[Start Extracted information]
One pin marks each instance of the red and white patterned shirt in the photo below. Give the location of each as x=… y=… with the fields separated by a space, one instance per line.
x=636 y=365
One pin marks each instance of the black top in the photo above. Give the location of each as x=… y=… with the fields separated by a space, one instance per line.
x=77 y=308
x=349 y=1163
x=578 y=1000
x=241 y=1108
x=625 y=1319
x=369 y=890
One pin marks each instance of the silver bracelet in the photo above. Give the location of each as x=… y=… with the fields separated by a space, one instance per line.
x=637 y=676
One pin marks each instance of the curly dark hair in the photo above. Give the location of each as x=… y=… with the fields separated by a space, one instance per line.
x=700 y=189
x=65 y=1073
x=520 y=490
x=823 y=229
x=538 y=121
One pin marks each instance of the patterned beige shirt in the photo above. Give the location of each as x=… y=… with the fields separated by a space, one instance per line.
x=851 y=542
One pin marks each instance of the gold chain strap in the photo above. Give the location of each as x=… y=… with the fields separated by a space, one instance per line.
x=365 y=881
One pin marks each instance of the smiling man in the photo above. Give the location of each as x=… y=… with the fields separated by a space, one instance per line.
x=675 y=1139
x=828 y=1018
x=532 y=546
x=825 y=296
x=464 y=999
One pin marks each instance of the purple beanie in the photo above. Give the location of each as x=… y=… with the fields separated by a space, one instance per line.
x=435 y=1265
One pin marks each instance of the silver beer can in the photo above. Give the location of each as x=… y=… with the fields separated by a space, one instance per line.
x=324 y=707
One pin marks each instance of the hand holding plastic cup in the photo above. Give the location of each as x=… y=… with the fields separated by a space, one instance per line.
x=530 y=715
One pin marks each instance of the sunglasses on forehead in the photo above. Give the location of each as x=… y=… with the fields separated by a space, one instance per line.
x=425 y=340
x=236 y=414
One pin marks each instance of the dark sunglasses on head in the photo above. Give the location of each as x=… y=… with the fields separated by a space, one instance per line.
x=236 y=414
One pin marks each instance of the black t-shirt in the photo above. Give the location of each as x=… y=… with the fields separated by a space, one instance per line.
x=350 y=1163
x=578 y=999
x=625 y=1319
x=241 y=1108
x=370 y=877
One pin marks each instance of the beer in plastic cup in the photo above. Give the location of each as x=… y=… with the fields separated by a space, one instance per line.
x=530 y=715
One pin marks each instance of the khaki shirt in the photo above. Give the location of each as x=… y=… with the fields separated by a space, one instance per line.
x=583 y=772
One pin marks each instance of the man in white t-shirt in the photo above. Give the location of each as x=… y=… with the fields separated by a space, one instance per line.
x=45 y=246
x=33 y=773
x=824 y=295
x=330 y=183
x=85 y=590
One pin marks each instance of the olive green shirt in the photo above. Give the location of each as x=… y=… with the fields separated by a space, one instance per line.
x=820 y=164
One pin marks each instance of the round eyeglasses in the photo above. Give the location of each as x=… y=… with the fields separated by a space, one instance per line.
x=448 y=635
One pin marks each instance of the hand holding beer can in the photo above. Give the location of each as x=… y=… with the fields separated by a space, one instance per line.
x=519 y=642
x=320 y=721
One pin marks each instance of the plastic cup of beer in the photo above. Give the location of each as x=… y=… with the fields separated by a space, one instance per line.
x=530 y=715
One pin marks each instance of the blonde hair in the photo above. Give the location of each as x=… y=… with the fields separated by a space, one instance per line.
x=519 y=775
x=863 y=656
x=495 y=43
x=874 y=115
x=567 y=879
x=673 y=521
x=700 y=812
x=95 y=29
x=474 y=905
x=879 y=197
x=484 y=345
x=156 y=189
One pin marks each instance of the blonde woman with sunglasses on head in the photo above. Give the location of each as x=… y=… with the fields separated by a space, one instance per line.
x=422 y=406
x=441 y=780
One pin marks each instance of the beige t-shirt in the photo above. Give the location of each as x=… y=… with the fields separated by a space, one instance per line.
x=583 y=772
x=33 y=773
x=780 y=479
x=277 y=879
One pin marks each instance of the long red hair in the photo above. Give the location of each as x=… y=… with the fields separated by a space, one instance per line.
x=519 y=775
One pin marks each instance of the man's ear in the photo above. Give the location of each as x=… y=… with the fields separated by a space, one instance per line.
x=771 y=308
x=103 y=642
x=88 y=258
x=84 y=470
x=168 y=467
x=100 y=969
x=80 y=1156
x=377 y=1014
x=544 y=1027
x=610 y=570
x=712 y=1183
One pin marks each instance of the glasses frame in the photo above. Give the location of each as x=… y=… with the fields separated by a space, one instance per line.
[End Extracted information]
▶ _Given problem_: Could you copy the listing above word for word, from its very beginning through the line that contains "x=637 y=676", with both ends included?

▶ _Final result_:
One pin marks each instance of the red and white patterned shirt in the photo below. Give the location of each as x=… y=… with the fields separated by a space, one instance per line.
x=636 y=365
One pin marks each instance of the black top in the photo above. Give the location of each as x=… y=… with the fields separated by a space, one instance per line.
x=77 y=308
x=349 y=1163
x=578 y=1000
x=241 y=1108
x=625 y=1319
x=369 y=890
One pin marks each instance of the silver bracelet in the photo above. Give the location of each as x=… y=… with the fields separated by a space, one instance per line.
x=637 y=676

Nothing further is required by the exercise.